# Instructions to follow
Set out the lines from the start of the records through the line holding "273 256 348 389", inclusive, as a numbered list, leaving out blank lines. Omit the pictures from the list.

# Entries
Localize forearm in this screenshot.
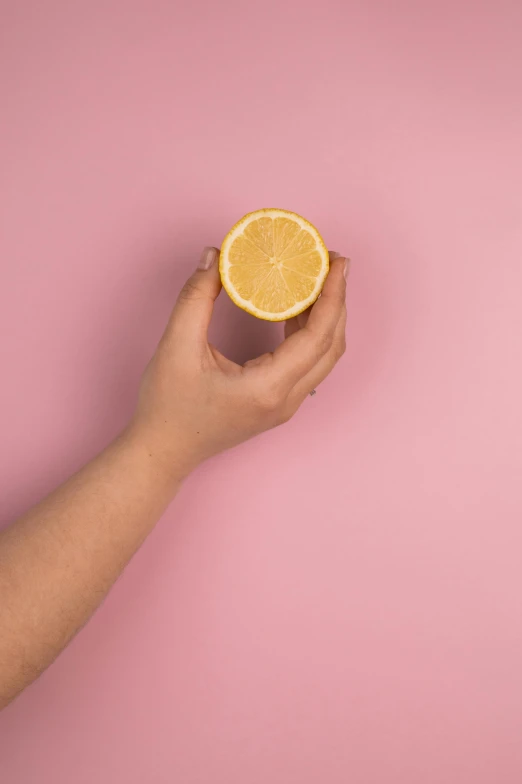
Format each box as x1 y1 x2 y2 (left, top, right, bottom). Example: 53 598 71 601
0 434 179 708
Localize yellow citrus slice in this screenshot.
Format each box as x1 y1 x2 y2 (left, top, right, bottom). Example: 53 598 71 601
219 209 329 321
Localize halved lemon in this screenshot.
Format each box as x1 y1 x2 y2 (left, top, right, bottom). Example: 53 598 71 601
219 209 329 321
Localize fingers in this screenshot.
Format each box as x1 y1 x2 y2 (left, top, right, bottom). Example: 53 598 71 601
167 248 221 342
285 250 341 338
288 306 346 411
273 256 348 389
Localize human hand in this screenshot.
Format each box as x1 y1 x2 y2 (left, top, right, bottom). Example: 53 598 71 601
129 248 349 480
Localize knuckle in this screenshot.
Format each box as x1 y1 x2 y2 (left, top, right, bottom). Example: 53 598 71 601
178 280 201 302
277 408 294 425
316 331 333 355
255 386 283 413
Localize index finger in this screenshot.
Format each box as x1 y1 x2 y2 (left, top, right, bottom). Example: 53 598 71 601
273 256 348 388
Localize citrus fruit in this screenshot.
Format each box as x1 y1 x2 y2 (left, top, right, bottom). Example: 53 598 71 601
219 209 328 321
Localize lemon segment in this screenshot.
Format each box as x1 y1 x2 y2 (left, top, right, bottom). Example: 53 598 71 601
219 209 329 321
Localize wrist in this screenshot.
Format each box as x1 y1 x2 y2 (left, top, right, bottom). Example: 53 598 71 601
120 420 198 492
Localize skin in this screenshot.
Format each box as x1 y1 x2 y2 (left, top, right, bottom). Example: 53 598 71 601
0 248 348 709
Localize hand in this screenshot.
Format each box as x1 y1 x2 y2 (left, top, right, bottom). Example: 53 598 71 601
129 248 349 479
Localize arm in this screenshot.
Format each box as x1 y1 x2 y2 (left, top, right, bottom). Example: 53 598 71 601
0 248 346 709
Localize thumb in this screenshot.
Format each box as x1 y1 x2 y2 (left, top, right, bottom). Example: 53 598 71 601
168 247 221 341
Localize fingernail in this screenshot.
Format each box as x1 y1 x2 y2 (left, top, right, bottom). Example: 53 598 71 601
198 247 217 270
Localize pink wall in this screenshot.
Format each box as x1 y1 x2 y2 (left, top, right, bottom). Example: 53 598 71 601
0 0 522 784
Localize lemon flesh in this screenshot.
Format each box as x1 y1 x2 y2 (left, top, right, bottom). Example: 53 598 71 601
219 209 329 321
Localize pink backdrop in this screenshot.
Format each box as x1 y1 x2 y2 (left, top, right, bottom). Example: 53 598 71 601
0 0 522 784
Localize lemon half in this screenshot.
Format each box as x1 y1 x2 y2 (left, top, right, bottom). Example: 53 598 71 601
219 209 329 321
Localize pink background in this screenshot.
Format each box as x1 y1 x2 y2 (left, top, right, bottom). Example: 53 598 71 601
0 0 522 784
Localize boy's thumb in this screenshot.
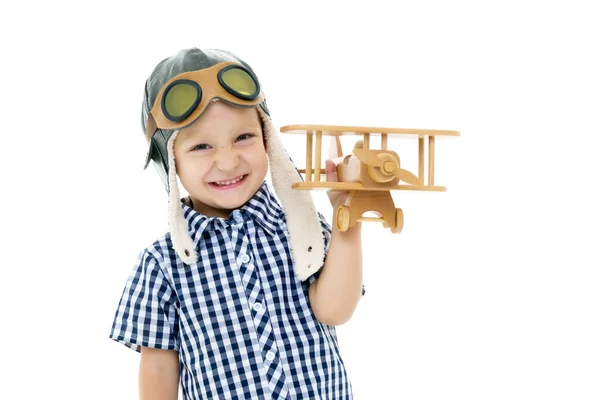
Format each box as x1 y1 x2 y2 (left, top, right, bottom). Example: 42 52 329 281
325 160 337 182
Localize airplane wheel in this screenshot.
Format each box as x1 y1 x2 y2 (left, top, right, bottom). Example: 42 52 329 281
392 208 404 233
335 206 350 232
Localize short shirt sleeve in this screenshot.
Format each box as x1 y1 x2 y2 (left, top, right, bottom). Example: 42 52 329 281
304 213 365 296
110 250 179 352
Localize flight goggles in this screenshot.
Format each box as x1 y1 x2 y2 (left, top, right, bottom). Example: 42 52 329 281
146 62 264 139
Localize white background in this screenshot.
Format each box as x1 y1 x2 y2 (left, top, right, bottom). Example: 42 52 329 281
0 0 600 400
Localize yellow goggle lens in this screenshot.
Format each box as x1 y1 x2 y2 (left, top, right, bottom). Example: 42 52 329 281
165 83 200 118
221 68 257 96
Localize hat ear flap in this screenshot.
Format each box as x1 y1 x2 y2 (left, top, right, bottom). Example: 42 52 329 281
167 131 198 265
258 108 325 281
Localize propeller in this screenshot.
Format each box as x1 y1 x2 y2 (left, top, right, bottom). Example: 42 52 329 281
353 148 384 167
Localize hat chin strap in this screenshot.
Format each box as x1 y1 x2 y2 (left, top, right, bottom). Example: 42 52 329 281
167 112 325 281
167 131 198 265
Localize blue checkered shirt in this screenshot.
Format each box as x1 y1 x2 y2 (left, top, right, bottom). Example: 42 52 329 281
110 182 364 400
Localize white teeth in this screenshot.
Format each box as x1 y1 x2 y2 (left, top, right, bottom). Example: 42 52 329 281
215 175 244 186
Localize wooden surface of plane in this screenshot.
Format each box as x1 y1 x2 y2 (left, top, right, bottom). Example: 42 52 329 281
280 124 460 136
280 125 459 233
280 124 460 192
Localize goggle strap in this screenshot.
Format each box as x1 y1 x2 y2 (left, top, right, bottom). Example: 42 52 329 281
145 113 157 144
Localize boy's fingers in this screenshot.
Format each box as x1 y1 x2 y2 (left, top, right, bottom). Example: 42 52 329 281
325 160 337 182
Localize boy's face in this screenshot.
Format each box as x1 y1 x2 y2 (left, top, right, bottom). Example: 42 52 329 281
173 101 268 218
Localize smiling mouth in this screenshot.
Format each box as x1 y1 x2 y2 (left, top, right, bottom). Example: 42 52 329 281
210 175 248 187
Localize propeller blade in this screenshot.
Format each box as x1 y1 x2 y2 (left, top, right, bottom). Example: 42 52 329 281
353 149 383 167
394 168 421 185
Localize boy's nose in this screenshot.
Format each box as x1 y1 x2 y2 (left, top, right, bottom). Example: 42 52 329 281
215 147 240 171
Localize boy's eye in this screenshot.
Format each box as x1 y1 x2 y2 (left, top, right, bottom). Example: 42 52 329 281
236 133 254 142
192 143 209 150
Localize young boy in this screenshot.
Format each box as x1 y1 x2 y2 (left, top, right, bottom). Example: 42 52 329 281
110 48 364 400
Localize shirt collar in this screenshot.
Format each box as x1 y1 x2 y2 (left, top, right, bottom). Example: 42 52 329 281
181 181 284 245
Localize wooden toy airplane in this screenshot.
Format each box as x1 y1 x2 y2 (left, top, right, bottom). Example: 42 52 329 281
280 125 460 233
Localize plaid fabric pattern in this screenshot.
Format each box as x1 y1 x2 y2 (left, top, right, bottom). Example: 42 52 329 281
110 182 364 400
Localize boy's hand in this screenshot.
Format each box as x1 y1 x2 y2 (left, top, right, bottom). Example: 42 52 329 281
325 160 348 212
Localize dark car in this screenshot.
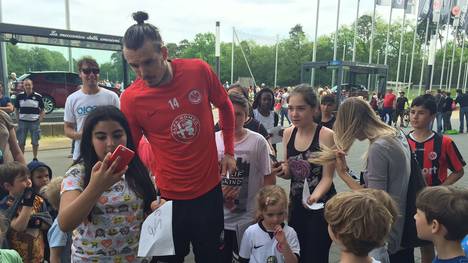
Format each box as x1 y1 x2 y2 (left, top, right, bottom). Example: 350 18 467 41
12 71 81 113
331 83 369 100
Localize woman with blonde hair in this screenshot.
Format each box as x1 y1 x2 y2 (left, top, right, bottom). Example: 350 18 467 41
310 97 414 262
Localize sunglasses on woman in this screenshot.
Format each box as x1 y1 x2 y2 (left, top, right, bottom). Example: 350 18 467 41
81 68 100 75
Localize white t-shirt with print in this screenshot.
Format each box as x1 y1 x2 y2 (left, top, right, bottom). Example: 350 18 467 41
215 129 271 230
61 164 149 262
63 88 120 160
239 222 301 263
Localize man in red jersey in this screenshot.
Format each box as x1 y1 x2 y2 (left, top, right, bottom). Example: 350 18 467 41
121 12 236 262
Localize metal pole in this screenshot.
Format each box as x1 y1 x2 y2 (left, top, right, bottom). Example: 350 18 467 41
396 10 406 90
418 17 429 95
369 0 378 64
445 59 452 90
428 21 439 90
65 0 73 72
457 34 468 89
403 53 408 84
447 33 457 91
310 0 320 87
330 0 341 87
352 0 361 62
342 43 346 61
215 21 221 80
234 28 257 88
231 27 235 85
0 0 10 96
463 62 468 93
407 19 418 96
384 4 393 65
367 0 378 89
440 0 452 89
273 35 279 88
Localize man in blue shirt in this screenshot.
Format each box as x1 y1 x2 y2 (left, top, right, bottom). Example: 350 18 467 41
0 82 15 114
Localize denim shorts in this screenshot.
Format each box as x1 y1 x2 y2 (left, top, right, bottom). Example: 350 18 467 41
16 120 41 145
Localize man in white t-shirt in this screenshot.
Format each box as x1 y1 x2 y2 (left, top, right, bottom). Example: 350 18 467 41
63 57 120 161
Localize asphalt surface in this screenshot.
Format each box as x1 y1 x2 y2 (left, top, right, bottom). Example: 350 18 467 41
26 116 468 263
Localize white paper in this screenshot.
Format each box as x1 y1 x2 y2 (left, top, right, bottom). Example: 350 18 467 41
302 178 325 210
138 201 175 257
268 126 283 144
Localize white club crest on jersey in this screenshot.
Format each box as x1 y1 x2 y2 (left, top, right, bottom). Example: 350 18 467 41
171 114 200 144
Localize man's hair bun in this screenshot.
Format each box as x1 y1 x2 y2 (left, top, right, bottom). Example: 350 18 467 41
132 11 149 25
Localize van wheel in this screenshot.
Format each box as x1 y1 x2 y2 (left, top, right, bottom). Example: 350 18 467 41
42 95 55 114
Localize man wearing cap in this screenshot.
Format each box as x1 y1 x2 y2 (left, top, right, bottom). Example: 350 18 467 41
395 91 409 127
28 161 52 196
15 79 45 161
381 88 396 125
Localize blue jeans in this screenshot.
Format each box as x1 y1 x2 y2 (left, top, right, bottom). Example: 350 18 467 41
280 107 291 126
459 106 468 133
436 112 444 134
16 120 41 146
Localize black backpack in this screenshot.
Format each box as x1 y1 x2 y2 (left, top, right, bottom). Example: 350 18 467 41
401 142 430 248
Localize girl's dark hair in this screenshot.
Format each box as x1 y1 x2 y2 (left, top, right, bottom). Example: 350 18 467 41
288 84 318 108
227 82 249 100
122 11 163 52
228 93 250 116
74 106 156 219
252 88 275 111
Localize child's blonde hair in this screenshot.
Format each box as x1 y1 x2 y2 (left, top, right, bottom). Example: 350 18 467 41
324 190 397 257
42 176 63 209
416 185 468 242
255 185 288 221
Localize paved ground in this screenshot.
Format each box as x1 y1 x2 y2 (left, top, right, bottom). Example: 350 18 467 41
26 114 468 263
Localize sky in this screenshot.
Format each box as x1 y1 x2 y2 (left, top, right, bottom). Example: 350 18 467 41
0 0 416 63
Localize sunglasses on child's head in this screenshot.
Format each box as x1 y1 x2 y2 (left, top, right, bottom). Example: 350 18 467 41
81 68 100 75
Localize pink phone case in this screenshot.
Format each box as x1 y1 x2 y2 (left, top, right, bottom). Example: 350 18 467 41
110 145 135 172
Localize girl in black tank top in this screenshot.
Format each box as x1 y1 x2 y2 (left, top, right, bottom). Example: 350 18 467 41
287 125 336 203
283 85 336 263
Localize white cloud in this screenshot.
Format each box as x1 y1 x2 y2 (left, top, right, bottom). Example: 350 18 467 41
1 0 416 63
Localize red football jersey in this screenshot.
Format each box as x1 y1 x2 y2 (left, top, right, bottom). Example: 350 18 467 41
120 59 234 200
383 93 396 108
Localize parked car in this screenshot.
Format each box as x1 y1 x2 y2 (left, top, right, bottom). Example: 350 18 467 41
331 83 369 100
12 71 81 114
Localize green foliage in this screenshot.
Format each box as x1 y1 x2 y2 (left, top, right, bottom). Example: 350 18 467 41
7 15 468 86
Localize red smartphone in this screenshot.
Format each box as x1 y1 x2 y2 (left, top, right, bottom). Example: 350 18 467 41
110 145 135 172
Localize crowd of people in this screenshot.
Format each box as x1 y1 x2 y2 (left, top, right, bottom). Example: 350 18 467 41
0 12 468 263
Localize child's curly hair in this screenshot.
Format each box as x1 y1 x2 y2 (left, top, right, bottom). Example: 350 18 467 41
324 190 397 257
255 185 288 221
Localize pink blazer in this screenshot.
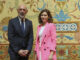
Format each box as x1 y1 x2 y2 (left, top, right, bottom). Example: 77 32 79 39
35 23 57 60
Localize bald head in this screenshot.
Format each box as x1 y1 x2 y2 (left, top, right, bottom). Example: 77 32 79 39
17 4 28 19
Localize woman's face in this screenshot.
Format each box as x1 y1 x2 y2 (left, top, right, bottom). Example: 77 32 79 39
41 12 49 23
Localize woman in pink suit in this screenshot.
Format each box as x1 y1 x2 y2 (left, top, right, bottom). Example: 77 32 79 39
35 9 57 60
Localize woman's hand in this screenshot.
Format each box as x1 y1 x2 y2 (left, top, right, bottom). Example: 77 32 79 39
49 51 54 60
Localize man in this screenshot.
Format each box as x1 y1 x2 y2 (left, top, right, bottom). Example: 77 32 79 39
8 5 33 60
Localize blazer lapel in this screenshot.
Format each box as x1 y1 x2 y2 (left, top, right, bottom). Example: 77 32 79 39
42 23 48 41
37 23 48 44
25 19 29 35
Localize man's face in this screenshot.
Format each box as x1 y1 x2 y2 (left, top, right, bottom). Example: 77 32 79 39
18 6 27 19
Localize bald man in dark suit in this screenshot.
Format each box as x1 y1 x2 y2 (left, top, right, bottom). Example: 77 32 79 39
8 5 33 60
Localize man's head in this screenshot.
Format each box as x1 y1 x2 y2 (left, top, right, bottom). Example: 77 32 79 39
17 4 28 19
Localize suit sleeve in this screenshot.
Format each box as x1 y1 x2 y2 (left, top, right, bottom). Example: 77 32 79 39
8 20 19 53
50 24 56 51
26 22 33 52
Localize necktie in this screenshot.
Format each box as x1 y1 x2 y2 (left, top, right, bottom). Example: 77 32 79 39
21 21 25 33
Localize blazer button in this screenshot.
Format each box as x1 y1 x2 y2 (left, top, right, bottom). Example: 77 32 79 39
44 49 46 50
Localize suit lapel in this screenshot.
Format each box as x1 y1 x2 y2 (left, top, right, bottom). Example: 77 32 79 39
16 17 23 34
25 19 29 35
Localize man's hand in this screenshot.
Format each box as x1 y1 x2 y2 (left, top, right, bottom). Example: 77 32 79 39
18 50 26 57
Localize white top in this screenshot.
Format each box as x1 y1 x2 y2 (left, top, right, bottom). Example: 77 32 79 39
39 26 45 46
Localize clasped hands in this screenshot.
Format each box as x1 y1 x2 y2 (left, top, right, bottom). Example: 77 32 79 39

# Exercise answer
1. Localize forearm in this screenshot.
2. Format each box as x1 y1 x2 y2 (left, top, right, bottom). Example: 53 598 71 601
3. 0 434 179 708
4. Localize yellow citrus slice in this screenshot.
5. Format each box as x1 y1 x2 y2 (left, top, right, bottom). Example: 53 598 71 601
6. 219 209 329 321
7. Localize halved lemon in this screenshot.
8. Format each box as x1 y1 x2 y2 (left, top, right, bottom). Example: 53 598 71 601
9. 219 209 329 321
10. Localize fingers in this screenshot.
11. Format each box as x1 y1 x2 y2 (left, top, right, bottom). Example: 53 598 71 601
12. 167 248 221 342
13. 285 250 341 338
14. 288 306 346 411
15. 273 256 348 389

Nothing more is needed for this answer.